• [AIM OF THE TASK]:
Extract every line of the records below that contains the string "marble", and copy each one unchanged.

━━━━━ EXERCISE INPUTS

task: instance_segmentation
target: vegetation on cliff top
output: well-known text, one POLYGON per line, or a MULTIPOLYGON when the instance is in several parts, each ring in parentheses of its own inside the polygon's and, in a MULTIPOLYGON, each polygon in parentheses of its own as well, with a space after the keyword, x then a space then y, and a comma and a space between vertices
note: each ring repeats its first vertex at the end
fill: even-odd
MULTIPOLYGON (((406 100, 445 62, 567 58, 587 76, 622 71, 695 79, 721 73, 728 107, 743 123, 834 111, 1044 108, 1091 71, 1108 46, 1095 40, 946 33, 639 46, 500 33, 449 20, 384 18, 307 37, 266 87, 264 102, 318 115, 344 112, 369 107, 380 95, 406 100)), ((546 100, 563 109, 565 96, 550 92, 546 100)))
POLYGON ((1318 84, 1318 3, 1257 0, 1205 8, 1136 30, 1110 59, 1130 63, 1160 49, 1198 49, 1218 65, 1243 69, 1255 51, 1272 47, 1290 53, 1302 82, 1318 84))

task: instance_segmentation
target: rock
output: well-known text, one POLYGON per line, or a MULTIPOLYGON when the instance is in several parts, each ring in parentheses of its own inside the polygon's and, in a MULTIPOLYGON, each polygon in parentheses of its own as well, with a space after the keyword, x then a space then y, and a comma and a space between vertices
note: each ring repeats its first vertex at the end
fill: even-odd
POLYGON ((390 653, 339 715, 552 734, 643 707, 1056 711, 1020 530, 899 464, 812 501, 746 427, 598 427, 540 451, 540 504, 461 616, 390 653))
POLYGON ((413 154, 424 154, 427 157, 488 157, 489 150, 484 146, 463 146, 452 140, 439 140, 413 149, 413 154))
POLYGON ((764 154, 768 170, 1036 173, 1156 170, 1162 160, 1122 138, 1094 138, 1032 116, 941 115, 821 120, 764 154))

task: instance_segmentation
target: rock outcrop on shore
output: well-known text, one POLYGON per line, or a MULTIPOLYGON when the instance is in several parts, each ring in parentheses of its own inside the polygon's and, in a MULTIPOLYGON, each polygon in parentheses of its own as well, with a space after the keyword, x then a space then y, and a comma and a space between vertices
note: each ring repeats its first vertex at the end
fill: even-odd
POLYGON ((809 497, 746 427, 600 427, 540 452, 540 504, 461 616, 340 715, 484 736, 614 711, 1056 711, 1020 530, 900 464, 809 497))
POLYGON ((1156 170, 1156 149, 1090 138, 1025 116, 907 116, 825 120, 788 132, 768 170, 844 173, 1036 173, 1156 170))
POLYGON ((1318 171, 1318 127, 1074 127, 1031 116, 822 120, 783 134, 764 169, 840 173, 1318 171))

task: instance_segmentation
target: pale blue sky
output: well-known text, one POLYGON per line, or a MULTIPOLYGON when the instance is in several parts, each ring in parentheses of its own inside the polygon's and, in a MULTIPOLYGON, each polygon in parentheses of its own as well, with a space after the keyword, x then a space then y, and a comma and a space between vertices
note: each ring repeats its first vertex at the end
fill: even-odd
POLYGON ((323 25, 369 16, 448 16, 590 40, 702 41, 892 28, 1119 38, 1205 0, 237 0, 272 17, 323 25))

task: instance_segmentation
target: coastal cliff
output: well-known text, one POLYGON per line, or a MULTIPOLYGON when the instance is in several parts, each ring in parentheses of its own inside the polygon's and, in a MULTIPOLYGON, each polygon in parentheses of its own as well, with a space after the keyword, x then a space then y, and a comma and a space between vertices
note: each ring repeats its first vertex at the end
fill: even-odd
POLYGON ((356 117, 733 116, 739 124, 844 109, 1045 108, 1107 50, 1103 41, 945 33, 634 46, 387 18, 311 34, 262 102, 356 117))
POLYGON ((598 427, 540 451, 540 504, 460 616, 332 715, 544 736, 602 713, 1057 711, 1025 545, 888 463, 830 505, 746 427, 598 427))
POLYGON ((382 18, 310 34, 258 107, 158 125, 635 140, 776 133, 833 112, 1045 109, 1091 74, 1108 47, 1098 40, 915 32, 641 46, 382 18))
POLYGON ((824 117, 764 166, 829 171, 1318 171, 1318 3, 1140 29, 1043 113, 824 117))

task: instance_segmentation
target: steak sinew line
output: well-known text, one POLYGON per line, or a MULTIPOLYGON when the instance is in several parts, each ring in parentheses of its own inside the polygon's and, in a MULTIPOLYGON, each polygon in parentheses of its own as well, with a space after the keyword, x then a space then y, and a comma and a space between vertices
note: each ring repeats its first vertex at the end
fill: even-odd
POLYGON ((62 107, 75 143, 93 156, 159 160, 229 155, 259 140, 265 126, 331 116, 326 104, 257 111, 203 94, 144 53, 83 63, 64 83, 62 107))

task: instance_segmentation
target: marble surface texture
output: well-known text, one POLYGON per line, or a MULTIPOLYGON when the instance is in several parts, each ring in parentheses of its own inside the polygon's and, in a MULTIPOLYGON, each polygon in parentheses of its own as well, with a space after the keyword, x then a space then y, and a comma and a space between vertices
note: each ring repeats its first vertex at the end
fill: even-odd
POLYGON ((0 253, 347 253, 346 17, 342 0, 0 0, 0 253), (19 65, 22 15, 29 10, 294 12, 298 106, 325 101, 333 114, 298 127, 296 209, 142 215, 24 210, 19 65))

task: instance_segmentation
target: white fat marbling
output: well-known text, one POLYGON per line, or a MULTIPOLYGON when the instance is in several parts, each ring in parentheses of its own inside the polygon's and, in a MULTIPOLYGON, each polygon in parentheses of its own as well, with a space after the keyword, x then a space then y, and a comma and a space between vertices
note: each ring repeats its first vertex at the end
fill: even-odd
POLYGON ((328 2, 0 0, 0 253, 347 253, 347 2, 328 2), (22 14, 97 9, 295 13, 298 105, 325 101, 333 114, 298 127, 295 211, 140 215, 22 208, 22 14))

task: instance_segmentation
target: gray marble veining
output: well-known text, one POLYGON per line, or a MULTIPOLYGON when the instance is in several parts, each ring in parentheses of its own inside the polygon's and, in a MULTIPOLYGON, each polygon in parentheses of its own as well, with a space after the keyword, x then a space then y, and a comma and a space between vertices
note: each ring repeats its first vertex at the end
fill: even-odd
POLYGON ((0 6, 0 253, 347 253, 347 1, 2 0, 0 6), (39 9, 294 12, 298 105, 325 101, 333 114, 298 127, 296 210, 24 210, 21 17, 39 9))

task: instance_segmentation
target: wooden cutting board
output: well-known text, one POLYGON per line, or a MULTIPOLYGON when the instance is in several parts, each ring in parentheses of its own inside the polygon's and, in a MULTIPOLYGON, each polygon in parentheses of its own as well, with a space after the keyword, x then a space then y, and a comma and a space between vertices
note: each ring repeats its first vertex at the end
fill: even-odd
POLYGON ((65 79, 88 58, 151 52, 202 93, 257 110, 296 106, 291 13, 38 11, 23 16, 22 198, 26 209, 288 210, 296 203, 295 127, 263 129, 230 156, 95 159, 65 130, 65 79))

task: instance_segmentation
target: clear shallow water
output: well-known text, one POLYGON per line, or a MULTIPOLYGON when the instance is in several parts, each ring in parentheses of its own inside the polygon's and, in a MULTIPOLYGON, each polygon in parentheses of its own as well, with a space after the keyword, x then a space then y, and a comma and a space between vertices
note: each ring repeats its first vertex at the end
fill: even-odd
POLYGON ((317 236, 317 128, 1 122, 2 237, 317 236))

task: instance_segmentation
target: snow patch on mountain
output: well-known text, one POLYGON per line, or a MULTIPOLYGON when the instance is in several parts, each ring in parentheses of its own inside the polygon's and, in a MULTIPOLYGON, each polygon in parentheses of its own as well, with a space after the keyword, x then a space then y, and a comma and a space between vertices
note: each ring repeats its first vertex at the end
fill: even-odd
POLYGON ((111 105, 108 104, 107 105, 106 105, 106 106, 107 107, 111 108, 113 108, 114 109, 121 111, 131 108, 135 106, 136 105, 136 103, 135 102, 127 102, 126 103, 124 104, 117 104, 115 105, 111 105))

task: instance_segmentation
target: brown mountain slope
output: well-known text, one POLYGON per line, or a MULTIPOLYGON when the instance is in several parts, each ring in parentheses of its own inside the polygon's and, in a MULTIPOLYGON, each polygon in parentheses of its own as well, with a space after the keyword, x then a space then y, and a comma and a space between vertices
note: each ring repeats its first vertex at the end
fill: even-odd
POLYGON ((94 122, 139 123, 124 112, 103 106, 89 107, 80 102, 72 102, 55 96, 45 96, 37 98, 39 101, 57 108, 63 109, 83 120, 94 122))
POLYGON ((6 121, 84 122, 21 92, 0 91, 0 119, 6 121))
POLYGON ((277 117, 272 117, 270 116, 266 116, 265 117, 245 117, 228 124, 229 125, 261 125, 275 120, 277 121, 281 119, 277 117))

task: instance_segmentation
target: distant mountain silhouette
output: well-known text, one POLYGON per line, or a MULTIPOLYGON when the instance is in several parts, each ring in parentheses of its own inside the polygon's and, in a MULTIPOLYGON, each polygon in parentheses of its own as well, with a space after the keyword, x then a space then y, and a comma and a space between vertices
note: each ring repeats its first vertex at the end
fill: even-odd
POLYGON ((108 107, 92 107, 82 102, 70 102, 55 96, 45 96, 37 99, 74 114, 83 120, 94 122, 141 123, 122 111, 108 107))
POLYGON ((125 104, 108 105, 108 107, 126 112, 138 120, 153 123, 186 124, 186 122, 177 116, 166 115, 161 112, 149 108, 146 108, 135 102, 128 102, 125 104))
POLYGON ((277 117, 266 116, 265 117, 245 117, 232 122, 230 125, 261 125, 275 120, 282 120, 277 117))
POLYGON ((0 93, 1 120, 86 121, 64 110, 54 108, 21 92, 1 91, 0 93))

━━━━━━━━━━

• [SOLUTION FOR THIS PROBLEM]:
target: marble surface texture
target: gray marble veining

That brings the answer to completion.